**BITTE ERLEDIGEN:**
1. Zieh aus den Zeilen jede heraus, in der das Wort „beaded“ vorkommt. Groß- und Kleinschreibung zählt dabei.
2. Führe den Forumsthread über den Riesenhecht aus der Sauer an der Stelle weiter, an der er endet.

**TEXTAUSZUG:**
▼
# Riesenhecht aus der Sauer



## Flo-Zanderkönig (21. Dezember 2007)

Es gibt einen neuen Hechtrekord aus der Sauer 28pfd. und 1,23m maß der riese der bei Langsur in der Sauer gefangen wurde. Muss mal schauen ob ich das Bild bzw. den Artikel aus der Zeitung im Internet finde. 


mfg Flo


----------



## Honeyball (23. Dezember 2007)

*AW: Riesenhecht aus der Sauer*



hotte50 schrieb:


> meinst Du wirklich, das der Hecht das selber entscheiden kann ?
> 
> Interessant !


Hat er doch in dem Moment, wo er gebissen hat... :m


So, und jetzt mal ernsthaft:
Egal, wo im Moment im AB irgendeine Fangmeldung von 'nem großen Fisch reinkommt, fängt garantiert irgendeiner 'ne C&R-Diskussion an.
Ich denke mal, uns alle oder zumindest die allermeisten von uns interessiert es sehr, zu erfahren, wann, wo, von wem und unter welchen Umständen es jemandem gelungen ist, seinen Traumfisch zu fangen. Jeder, der so ein fantastisches Erlebnis hinter sich hat, hat auch das Recht, darauf stolz zu sein und seine uneingeschränkte Freude darüber mitteilen zu dürfen, ohne von irgendwelchen Neidern und Besserwissern direkt angefeindet zu werden.
▲
**DATENLISTE:**
▼
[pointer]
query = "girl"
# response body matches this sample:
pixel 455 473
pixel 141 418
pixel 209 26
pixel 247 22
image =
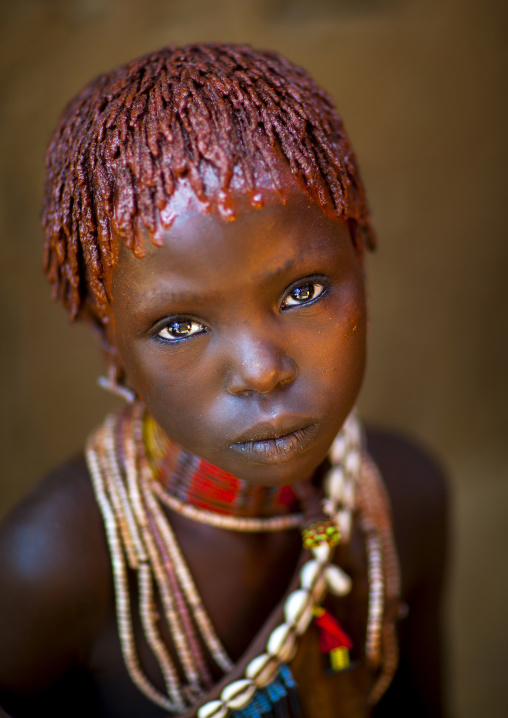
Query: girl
pixel 205 217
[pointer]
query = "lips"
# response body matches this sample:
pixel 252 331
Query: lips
pixel 271 444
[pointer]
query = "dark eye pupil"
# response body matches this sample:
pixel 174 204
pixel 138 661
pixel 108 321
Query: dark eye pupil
pixel 180 329
pixel 304 293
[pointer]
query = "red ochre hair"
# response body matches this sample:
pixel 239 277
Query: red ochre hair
pixel 125 141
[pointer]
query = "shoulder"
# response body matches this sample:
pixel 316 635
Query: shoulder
pixel 53 568
pixel 418 490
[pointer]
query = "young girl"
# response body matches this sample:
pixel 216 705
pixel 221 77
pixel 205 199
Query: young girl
pixel 205 217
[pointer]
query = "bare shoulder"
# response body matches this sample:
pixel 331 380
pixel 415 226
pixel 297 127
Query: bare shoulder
pixel 53 569
pixel 418 490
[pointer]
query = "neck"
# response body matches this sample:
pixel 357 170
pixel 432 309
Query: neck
pixel 195 481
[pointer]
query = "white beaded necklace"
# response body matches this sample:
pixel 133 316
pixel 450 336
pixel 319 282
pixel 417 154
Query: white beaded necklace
pixel 140 537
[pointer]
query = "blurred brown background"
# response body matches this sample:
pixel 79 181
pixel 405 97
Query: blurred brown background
pixel 422 87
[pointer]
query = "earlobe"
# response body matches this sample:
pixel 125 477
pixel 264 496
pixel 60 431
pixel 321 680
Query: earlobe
pixel 113 383
pixel 115 379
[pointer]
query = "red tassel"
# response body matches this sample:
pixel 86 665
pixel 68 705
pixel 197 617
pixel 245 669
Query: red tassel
pixel 332 639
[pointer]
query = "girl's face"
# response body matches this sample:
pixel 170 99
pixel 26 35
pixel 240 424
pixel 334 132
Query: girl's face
pixel 246 339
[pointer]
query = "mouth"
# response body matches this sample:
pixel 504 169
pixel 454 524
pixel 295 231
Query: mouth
pixel 266 445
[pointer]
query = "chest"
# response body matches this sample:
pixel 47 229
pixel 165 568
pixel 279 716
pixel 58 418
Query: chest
pixel 240 579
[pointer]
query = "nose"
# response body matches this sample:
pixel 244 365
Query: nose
pixel 258 364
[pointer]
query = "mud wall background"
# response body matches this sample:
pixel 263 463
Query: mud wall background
pixel 422 87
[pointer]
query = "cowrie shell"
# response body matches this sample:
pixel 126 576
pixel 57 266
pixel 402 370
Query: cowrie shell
pixel 237 694
pixel 309 573
pixel 262 669
pixel 337 581
pixel 343 520
pixel 298 609
pixel 282 642
pixel 338 448
pixel 348 498
pixel 334 483
pixel 213 709
pixel 353 462
pixel 312 578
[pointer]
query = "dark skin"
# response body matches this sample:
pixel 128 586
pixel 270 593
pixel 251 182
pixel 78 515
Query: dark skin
pixel 275 339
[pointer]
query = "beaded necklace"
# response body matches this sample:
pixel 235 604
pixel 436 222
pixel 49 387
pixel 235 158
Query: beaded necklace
pixel 140 537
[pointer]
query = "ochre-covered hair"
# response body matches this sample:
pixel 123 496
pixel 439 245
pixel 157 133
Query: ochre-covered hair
pixel 124 143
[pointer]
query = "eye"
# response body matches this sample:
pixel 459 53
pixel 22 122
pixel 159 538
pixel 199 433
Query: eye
pixel 180 329
pixel 303 294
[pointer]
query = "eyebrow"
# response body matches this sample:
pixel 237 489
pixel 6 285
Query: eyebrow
pixel 152 296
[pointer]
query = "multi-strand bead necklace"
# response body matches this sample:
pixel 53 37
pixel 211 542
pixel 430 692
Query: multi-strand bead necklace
pixel 131 496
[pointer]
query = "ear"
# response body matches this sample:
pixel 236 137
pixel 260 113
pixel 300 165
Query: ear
▲
**ERGEBNISSE JE AUFGABE:**
1.
query = "white beaded necklace"
Query: white beaded necklace
query = "beaded necklace"
Query: beaded necklace

2.
Jeder Fänger entscheidet ganz alleine über Verwertung seines Fanges. Das ist und bleibt sein gutes Recht, solange er sich an Verordnungen oder sonstige Vorgaben (Schonzeiten, Mindestmaße, etc.) hält.
*Das ist so, das bleibt so und das wird nie anders sein, ob es einigen von euch passt oder nicht !!!*
Und ich bin weiß Gott nicht der einzige Mod in diesem Forum, den dieses ständige Off-Topic-Führen von Fangmeldungen in unnötige und überflüssige C&R-Diskussionen sowas von ankotzt.
Hier traut sich ja so manch einer schon gar nicht mehr, über seine Fangerfolge zu berichten, weil er ganz schnell damit rechnen muss, dass er von irgendeinem Release-Fetischisten direkt 'ne Breitseite verpasst bekommt.
Dies ist ein Forum von Anglern für Angler und die meisten hier Anwesenden lesen und posten hier, weil sie Fische fangen und möglichst viele Tipps und Informationen darüber bekommen wollen.
Es kann nicht in unser aller Sinne sein, wenn hier ein Druck aufgebaut wird, der dazu führt, dass diese Informationen gar nicht mehr eingestellt werden.
Dagegen wehre ich mich als Boardie und werde meinen gesamten Einfluss als Mod dagegen stellen, selbst wenn das dazu führt, dass gegen einzelne ansonsten sehr nette und kompetente Ansprechpartner hier auch mal eine Verwarnung ausgesprochen werden muss!


----------



## Carpcatcher177 (23. Dezember 2007)

*AW: Riesenhecht aus der Sauer*

Bestimmt ein schöner Fang..auf jedenfall petrei an den Fänger!!


----------



## Stizostedion (23. Dezember 2007)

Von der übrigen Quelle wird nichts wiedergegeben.